> Exercise prompt: Output each line of the material exactly as it stands.

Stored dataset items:
[BEGIN]

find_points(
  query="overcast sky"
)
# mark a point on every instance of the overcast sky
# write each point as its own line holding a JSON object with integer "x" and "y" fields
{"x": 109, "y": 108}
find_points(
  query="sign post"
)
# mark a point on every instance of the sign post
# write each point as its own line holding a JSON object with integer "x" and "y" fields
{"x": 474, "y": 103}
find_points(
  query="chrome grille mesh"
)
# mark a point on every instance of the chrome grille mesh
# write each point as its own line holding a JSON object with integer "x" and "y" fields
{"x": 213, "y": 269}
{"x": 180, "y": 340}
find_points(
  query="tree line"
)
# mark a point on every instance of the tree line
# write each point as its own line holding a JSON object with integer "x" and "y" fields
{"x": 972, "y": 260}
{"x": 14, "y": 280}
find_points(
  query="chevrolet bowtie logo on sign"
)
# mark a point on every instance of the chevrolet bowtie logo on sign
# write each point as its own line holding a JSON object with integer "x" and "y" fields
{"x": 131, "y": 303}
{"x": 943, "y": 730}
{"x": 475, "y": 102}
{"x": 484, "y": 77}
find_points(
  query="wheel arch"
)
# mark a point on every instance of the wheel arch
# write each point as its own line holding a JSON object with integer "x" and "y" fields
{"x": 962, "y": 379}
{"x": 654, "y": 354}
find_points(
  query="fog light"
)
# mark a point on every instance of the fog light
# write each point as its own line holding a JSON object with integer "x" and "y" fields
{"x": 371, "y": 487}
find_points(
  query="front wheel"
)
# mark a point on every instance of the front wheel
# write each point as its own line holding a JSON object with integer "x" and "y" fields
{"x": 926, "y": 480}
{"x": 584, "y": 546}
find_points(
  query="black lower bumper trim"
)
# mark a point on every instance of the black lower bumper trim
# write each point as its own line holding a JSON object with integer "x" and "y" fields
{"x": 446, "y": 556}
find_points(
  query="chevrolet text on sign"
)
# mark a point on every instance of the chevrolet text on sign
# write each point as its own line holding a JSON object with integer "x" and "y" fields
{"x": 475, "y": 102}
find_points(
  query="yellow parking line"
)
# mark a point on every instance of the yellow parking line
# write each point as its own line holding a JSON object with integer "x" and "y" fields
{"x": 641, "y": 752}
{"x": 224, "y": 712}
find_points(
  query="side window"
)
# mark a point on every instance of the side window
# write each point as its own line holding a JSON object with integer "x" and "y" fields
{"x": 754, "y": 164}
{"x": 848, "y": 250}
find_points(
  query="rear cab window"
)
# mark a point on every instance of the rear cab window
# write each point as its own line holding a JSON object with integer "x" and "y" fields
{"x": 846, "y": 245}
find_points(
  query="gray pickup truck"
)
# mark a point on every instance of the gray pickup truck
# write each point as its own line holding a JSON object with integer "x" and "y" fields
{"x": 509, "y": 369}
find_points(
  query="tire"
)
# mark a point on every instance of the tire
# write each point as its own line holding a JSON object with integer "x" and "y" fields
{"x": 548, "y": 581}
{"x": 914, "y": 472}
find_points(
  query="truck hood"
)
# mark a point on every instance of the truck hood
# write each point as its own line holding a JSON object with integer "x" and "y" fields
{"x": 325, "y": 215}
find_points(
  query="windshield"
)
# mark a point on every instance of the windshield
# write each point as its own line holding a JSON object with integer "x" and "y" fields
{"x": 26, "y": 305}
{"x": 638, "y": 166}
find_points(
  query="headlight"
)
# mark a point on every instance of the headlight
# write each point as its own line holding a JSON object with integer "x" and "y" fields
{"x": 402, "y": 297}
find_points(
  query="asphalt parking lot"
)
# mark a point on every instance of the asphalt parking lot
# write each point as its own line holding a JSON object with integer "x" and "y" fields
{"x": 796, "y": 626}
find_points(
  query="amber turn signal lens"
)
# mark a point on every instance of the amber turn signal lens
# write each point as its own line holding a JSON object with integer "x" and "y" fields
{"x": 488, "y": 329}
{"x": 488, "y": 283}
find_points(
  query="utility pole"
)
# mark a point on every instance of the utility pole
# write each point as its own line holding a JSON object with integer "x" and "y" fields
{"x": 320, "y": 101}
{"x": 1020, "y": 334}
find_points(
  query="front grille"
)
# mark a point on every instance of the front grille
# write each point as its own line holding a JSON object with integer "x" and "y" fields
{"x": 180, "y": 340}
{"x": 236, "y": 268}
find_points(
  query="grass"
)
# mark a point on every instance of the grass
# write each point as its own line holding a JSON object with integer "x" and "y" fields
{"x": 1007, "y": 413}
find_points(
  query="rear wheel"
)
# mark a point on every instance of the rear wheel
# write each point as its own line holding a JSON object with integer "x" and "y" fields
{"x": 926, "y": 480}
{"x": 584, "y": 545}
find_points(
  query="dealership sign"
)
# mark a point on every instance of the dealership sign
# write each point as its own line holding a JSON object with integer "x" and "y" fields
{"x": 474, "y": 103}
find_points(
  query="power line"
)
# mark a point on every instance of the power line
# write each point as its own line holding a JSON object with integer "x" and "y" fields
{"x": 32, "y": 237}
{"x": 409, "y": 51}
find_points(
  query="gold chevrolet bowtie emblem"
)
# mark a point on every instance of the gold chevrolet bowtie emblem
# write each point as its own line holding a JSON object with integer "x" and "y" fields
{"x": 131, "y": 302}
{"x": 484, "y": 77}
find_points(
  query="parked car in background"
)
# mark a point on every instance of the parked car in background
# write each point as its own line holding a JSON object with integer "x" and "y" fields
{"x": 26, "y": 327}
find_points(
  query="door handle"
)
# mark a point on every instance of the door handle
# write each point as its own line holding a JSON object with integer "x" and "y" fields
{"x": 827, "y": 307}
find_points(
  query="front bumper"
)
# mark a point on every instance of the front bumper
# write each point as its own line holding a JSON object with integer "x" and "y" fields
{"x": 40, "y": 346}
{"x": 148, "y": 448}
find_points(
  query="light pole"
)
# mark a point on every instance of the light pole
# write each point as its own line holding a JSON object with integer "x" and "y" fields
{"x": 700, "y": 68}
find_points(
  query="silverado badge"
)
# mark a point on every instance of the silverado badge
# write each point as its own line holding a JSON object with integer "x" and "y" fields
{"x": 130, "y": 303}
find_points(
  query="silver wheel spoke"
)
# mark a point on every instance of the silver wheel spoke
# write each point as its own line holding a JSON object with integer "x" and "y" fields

[END]

> Reply:
find_points(
  query="overcast sky"
)
# mark a point on every instance of the overcast sky
# write each point as its own line holding a JSON object with integer "x" and "y" fields
{"x": 109, "y": 108}
find_points(
  query="sign post"
)
# mark a point on every instance of the sign post
# write each point as its own line holding a JSON object with integer "x" and "y" fields
{"x": 474, "y": 103}
find_points(
  query="chrome grille mesh"
)
# mark a point on every instance of the chrome grille mesh
# write each point as its own line holding a JSON object with integer "x" and "y" fields
{"x": 213, "y": 269}
{"x": 180, "y": 340}
find_points(
  query="tree line"
)
# mark a point on every instance of the tree line
# write each point as its own line holding a JSON object with integer "x" and "y" fields
{"x": 972, "y": 260}
{"x": 14, "y": 280}
find_points(
  query="chevrolet bowtie logo on sign"
)
# mark a point on every instance of the chevrolet bowtie logo on sign
# write each point as its own line holding a JSON object with integer "x" and "y" fields
{"x": 131, "y": 303}
{"x": 943, "y": 730}
{"x": 475, "y": 102}
{"x": 484, "y": 77}
find_points(
  query="wheel arch"
)
# mark a point on every instance of the wheel arch
# write each point as its own line holding a JSON object with integer "x" and "y" fields
{"x": 962, "y": 379}
{"x": 654, "y": 354}
find_points(
  query="fog light"
)
# mark a point on every instance of the fog light
# write each point as its own line holding a JSON object with integer "x" and "y" fields
{"x": 371, "y": 487}
find_points(
  query="front wheel"
)
# mark a point on every instance of the front wheel
# write each point as its own line holding a JSON object with integer "x" and "y" fields
{"x": 926, "y": 480}
{"x": 584, "y": 546}
find_points(
  query="black lower bumper trim"
)
# mark a point on every instance of the black lower bumper trim
# write each point as its own line holding a JSON object with integer "x" and "y" fields
{"x": 446, "y": 556}
find_points(
  query="chevrolet text on sign"
)
# mark a point on every instance of the chevrolet text on sign
# write each point as its own line holding a JSON object with integer "x" and "y" fields
{"x": 475, "y": 102}
find_points(
  query="yellow parking line"
)
# mark a point on every instance of the yellow parking line
# write each point as its own line holding a JSON object with integer "x" and "y" fields
{"x": 641, "y": 752}
{"x": 224, "y": 712}
find_points(
  query="side window"
)
# mark a point on every instance of the side window
# write each point as its own line holding a JSON object with integer "x" and "y" fields
{"x": 754, "y": 164}
{"x": 848, "y": 250}
find_points(
  query="rear cab window"
)
# mark a point on every instance of the rear cab window
# write each point as its own line holding a JSON object with integer "x" and "y" fields
{"x": 846, "y": 245}
find_points(
  query="gray pickup truck"
)
# mark a point on every instance of the gray pickup truck
# write each point as its own line holding a JSON object with integer "x" and "y" fields
{"x": 509, "y": 369}
find_points(
  query="tire"
)
# mark a point on every instance of the tire
# write each point as its own line holding a JSON object with integer "x" and "y" fields
{"x": 548, "y": 581}
{"x": 914, "y": 472}
find_points(
  query="truck hood"
)
# mark a point on every instance of the truck hood
# write each point as its own line holding a JSON object with integer "x" and "y" fields
{"x": 325, "y": 215}
find_points(
  query="windshield"
)
# mark a point on every instance of the windshield
# write each point as its own line holding a JSON object with integer "x" and "y" fields
{"x": 26, "y": 305}
{"x": 638, "y": 166}
find_points(
  query="headlight"
)
# mark a point on every instance of the headlight
# write each point as its own line holding a JSON object with integer "x" and "y" fields
{"x": 402, "y": 297}
find_points(
  query="asphalt parking lot"
)
# mark a point on every instance of the asphalt parking lot
# write each point as its own line holding a JSON object with integer "x" and "y" fields
{"x": 796, "y": 626}
find_points(
  query="amber turn signal lens"
)
# mark a point on every instance of the amber turn signal lens
# write each point as its own line holding a JSON object with integer "x" and "y" fields
{"x": 488, "y": 329}
{"x": 488, "y": 283}
find_points(
  query="utility pole"
)
# mark a point on every instance of the utility pole
# write each point as its own line holding a JSON object with integer "x" and "y" fields
{"x": 320, "y": 101}
{"x": 1020, "y": 334}
find_points(
  query="front grille"
)
# mark a point on every instance of the front grille
# write each point as its own line holding a JSON object with integer "x" and "y" fields
{"x": 180, "y": 340}
{"x": 236, "y": 268}
find_points(
  query="grass"
)
# mark a point on every instance of the grass
# write each point as its own line holding a JSON object with integer "x" and "y" fields
{"x": 1007, "y": 413}
find_points(
  query="rear wheel"
)
# mark a point on every instance of the rear wheel
# write each point as its own line holding a JSON object with integer "x" and "y" fields
{"x": 926, "y": 480}
{"x": 584, "y": 545}
find_points(
  query="dealership sign"
)
# mark a point on every instance of the dealership sign
# write each point as its own line holding a JSON object with integer "x" and "y" fields
{"x": 474, "y": 103}
find_points(
  query="power line"
)
# mark a point on every instance of the power line
# write each point as its own line holding a JSON object with integer "x" and "y" fields
{"x": 32, "y": 237}
{"x": 409, "y": 51}
find_points(
  query="gold chevrolet bowtie emblem"
)
# mark a point on every instance of the gold chevrolet bowtie emblem
# write each point as its own line holding a JSON object with integer "x" and "y" fields
{"x": 131, "y": 302}
{"x": 484, "y": 77}
find_points(
  query="parked car in background"
)
# mark a point on every instance of the parked car in background
# write each point as its own line holding a JSON object with integer "x" and "y" fields
{"x": 26, "y": 327}
find_points(
  query="door handle"
)
# mark a point on every instance of the door handle
# write each point as its own line holding a JSON object with integer "x" and "y" fields
{"x": 827, "y": 307}
find_points(
  query="front bumper"
)
# mark a point on every instance of the front bumper
# write each point as its own line holding a JSON object with integer "x" and "y" fields
{"x": 40, "y": 346}
{"x": 148, "y": 448}
find_points(
  query="light pole"
)
# mark a point on every instance of the light pole
# write each point as its own line holding a JSON object with integer "x" and "y" fields
{"x": 700, "y": 68}
find_points(
  query="silverado badge"
)
# mark a point on every instance of the silverado badge
# write each point as its own line holding a JSON object with integer "x" and "y" fields
{"x": 130, "y": 303}
find_points(
  query="silver wheel spoke"
)
# mark a point on every instance of the silver wheel spoke
# write each point as its own line holding a JSON object with integer "x" and "y" fields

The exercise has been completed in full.